### Record list ###

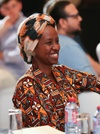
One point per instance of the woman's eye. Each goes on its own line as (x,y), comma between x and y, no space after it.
(49,43)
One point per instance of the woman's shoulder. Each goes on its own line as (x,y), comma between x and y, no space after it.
(27,77)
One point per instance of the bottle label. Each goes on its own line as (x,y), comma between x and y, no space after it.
(70,116)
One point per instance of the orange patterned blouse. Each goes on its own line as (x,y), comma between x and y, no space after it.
(42,101)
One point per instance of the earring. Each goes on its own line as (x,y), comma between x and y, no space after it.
(33,54)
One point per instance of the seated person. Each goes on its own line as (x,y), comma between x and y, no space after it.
(44,90)
(10,59)
(68,23)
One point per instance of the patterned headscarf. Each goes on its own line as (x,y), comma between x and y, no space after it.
(29,33)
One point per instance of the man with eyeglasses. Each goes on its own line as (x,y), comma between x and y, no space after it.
(68,22)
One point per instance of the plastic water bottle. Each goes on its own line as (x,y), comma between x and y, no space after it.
(71,110)
(96,121)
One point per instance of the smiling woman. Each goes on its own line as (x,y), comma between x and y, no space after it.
(44,90)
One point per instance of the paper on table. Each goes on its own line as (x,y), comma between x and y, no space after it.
(39,130)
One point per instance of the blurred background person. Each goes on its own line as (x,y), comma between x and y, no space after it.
(68,21)
(9,52)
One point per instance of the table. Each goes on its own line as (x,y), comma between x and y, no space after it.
(39,130)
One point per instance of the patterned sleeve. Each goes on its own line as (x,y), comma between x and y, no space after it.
(82,81)
(26,98)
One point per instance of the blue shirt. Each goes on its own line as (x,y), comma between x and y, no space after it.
(72,55)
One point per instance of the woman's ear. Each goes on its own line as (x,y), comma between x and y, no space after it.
(63,23)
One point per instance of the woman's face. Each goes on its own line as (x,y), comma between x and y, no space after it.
(47,50)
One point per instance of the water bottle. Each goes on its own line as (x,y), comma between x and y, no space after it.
(96,121)
(71,111)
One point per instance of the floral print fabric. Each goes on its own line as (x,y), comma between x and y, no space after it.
(42,101)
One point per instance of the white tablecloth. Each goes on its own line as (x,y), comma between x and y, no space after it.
(39,130)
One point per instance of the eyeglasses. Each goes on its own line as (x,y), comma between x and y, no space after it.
(73,15)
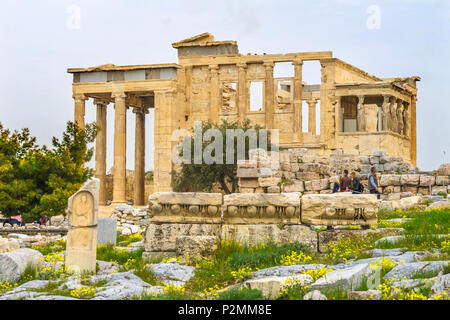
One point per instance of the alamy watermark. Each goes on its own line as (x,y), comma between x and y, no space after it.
(191,150)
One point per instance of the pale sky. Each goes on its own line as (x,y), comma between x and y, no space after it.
(40,40)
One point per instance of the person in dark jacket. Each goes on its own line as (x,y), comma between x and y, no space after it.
(373,182)
(346,182)
(357,186)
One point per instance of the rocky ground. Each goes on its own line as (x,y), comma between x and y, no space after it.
(413,264)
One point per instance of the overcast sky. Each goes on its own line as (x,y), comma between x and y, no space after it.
(41,39)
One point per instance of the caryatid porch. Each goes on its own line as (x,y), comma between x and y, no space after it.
(139,88)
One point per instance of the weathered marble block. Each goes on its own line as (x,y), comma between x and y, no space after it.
(107,231)
(256,234)
(339,209)
(262,208)
(161,237)
(185,207)
(81,247)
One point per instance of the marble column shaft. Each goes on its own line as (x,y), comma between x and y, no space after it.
(120,148)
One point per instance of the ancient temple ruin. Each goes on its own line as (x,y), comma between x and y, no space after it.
(359,113)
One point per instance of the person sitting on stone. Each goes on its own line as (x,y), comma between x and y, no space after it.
(335,185)
(346,182)
(357,186)
(373,182)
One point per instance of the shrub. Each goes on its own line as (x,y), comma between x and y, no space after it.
(241,294)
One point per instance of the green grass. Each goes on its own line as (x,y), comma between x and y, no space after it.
(241,294)
(435,221)
(108,252)
(232,256)
(263,257)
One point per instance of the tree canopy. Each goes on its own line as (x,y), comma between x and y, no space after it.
(36,180)
(204,176)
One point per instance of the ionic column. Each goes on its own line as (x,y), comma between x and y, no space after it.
(100,149)
(120,148)
(413,151)
(80,102)
(393,109)
(406,117)
(361,115)
(400,116)
(242,91)
(139,158)
(312,116)
(269,96)
(298,87)
(214,93)
(385,109)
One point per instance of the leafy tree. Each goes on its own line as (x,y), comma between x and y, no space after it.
(37,181)
(203,177)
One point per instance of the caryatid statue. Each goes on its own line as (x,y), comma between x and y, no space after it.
(394,123)
(406,126)
(386,113)
(361,115)
(400,116)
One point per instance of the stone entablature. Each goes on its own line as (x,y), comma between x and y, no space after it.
(212,81)
(187,207)
(241,208)
(339,209)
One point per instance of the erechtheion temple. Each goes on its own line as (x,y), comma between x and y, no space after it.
(359,112)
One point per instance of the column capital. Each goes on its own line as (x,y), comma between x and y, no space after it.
(297,62)
(79,97)
(214,68)
(312,101)
(165,91)
(101,102)
(140,110)
(118,95)
(268,65)
(241,65)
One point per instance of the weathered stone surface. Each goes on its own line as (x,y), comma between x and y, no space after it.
(247,172)
(81,246)
(317,185)
(13,264)
(248,183)
(365,295)
(271,287)
(295,186)
(339,209)
(274,189)
(329,236)
(268,182)
(172,271)
(195,248)
(106,231)
(262,208)
(405,203)
(162,236)
(426,181)
(390,180)
(308,176)
(254,234)
(410,179)
(444,169)
(409,269)
(285,271)
(194,198)
(185,207)
(349,279)
(443,180)
(314,295)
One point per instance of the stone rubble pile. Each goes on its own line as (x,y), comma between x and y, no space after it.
(302,172)
(127,216)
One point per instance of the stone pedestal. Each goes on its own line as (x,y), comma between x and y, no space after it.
(81,247)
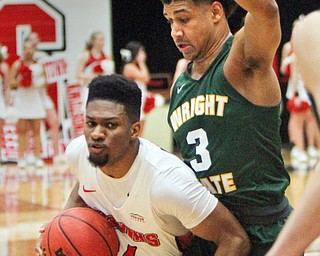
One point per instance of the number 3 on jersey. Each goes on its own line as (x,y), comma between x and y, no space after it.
(201,150)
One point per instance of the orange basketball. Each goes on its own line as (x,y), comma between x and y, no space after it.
(80,231)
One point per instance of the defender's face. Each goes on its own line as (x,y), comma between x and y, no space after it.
(191,27)
(107,131)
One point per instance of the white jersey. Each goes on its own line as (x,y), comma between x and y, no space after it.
(160,198)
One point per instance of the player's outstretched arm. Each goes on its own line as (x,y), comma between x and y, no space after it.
(306,46)
(228,233)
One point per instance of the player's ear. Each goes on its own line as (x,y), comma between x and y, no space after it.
(135,130)
(217,11)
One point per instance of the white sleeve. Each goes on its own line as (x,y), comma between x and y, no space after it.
(73,152)
(178,193)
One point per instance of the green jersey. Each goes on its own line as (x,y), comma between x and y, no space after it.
(233,145)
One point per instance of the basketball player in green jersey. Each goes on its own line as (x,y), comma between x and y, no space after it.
(224,111)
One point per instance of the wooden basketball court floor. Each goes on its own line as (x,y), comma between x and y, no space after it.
(30,197)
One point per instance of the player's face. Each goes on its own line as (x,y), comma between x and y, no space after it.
(108,132)
(191,27)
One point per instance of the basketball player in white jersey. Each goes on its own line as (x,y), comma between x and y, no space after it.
(154,200)
(303,225)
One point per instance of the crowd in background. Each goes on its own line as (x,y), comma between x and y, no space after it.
(25,100)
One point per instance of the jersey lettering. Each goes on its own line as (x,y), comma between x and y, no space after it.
(200,139)
(149,238)
(219,184)
(209,105)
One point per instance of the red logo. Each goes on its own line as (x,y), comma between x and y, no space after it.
(88,190)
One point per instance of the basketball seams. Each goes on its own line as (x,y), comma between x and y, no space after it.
(65,235)
(66,214)
(48,235)
(64,232)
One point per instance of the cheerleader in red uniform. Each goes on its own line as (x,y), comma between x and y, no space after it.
(93,62)
(4,89)
(28,76)
(302,122)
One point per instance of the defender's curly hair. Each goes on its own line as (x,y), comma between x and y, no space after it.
(229,6)
(118,89)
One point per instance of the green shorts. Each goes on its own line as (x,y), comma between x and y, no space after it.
(261,237)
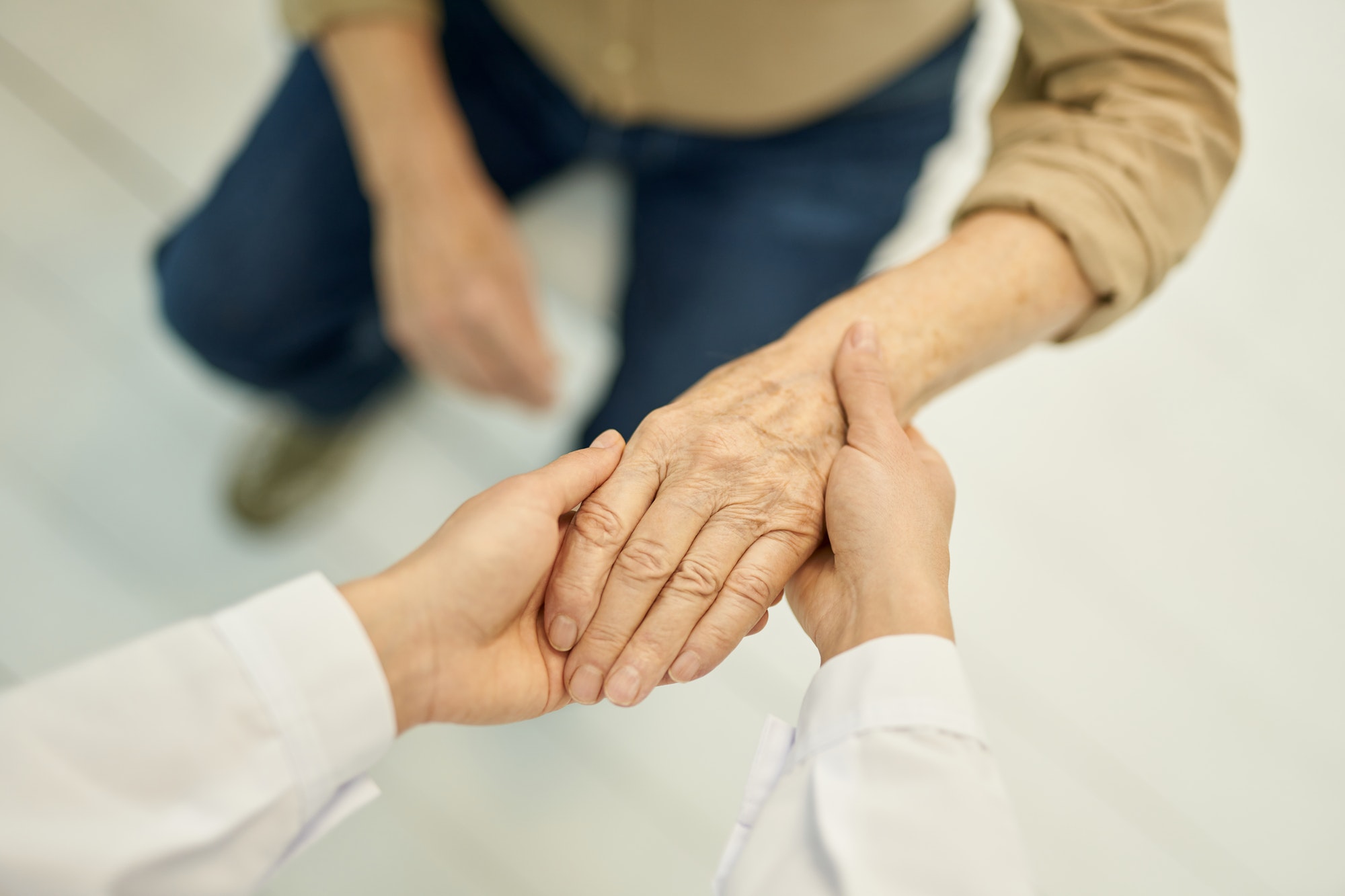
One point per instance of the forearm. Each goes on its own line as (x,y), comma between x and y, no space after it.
(399,107)
(1000,283)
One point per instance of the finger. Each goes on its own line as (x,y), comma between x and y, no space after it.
(933,462)
(572,478)
(866,395)
(755,581)
(656,551)
(595,538)
(691,591)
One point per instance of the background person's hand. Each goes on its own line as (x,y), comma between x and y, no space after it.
(890,514)
(455,290)
(458,623)
(679,556)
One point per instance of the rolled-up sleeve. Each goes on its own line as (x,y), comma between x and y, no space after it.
(1118,128)
(306,19)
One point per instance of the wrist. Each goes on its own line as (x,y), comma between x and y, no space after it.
(899,610)
(401,646)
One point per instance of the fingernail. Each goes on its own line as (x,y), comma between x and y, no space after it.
(587,684)
(685,669)
(864,337)
(564,633)
(623,686)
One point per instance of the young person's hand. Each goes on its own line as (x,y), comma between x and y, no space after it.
(458,623)
(890,514)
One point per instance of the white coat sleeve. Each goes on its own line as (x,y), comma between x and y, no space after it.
(196,759)
(887,787)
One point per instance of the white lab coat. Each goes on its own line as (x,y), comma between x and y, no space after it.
(201,758)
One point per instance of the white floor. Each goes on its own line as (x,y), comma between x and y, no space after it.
(1148,567)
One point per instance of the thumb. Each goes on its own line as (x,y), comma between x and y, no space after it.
(863,385)
(572,478)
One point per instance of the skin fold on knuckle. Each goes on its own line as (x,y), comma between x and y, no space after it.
(644,560)
(597,524)
(748,594)
(693,583)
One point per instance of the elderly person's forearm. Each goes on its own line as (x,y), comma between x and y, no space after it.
(1003,282)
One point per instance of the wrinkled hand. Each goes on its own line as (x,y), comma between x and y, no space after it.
(679,556)
(458,623)
(890,514)
(455,290)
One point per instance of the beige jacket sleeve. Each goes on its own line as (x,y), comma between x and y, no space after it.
(307,18)
(1120,128)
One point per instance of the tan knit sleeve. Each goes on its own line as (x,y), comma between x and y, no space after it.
(307,18)
(1120,128)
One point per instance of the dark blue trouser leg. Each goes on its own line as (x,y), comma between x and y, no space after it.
(271,279)
(736,240)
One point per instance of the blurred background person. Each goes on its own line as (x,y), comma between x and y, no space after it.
(1156,725)
(364,227)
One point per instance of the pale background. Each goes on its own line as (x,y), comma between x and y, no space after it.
(1148,577)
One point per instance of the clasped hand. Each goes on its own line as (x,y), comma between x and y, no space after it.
(467,627)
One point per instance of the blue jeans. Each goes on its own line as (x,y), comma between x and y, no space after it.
(734,239)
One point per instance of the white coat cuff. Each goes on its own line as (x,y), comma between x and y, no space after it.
(311,659)
(900,681)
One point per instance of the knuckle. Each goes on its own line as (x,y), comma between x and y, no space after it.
(693,580)
(750,591)
(598,524)
(645,560)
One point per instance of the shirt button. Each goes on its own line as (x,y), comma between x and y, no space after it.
(619,57)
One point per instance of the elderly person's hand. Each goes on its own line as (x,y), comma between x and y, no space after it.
(890,514)
(695,536)
(719,497)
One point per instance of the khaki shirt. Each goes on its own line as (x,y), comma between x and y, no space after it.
(1118,126)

###

• _Required task_
In the listing above, find the line containing "One point per instance of the white coat cuff.", then reproduce it and each line after it through the end, exactly and with nothing added.

• _Reply_
One point per instance of the white coat cuff. Each goes on its own line as (x,y), comma between x and y, no space after it.
(311,659)
(900,681)
One point per instance of the knuckle. Each goes on its own line as (x,y), comma between x and y, no space after it.
(693,580)
(750,591)
(598,524)
(645,560)
One point per instance of the shirt button. Each goes on its own line as (x,y), comma between x and y, no space after it.
(619,57)
One point per instance of the elderly person's hand. Each goes on its own line as (x,y), comma between x and y, no space after it.
(890,514)
(695,536)
(719,497)
One point per instance of the khaki shirt. Each goes on its own line as (x,y), comma between x and y, no space after it.
(1118,126)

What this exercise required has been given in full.